*TASK INSTRUCTIONS*. Lines from the entries below that hold "throw" form the answer; copy all of them.

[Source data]
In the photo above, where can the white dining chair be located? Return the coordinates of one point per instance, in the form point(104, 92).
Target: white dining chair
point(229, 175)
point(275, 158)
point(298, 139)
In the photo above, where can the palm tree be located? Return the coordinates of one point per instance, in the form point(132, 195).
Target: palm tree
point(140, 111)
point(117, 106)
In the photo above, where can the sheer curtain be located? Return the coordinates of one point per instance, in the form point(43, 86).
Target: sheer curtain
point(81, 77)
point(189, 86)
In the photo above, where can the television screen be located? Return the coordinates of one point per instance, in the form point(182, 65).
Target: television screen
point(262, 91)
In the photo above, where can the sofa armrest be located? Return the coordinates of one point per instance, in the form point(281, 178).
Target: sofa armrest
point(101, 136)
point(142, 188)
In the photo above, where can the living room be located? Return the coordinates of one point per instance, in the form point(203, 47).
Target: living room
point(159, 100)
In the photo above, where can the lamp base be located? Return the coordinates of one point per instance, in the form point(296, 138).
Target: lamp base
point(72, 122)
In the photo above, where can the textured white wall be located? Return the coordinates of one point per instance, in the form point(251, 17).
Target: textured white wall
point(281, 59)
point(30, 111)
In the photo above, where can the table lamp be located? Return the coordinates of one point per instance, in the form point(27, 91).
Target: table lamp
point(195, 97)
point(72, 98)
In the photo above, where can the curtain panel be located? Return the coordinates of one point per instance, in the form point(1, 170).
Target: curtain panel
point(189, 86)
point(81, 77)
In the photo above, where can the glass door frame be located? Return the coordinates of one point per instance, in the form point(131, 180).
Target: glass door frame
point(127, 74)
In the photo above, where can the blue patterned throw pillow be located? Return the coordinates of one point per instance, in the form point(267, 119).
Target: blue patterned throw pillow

*COMPLETED EXERCISE*.
In the photo above, where can the blue patterned throw pillow be located? Return the coordinates of one point per instance, in the form point(267, 119).
Target: blue patterned throw pillow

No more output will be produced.